-- Begin Information provided --

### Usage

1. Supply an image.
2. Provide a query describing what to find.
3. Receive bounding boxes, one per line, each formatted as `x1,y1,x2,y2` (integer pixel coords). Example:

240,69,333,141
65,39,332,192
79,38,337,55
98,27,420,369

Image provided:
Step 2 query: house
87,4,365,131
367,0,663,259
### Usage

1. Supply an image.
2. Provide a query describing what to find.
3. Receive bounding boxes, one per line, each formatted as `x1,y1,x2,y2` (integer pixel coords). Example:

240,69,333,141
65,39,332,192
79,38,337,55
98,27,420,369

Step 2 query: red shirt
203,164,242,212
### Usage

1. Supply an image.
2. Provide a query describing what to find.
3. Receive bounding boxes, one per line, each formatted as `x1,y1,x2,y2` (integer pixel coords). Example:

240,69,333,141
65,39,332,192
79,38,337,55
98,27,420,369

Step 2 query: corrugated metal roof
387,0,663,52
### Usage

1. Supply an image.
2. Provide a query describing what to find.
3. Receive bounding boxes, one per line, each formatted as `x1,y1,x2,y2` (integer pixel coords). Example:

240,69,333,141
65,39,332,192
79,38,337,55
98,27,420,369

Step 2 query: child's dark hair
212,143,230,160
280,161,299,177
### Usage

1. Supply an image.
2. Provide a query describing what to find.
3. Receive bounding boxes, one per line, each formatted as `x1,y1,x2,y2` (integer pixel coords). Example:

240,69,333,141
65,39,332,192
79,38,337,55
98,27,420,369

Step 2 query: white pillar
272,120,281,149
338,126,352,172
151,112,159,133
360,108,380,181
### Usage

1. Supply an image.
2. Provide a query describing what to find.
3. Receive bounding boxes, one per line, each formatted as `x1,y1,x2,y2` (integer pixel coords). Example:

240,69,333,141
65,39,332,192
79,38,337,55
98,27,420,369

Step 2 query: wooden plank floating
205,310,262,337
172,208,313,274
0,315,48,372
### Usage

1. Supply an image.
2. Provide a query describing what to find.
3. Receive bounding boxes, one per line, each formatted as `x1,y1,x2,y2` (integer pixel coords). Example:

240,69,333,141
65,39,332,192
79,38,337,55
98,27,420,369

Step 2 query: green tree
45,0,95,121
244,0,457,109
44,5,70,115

-- End Information provided --

**What you should do**:
Copy the data verbatim from its first line through the line that contains "203,164,242,212", including both of those lines.

**Written answer**:
### Usage

1. Supply an image.
2. Provide a query describing what to find.
3. Receive bounding boxes, one per line, each formatted as `x1,y1,x2,y2` (integer pixel coords). Example:

240,69,333,141
65,39,332,192
79,38,337,55
98,27,420,369

Image provided:
Step 2 query: house
87,4,365,131
367,0,663,259
### Usage

1. Supply an image.
2. Provide a query describing what to find.
3. Receive bounding boxes, one per line, each formatted as `x1,y1,x2,y2` (integer pixel coords). Example:

240,69,333,141
65,39,332,192
79,38,337,55
98,27,420,369

Step 2 query: red shirt
203,164,242,212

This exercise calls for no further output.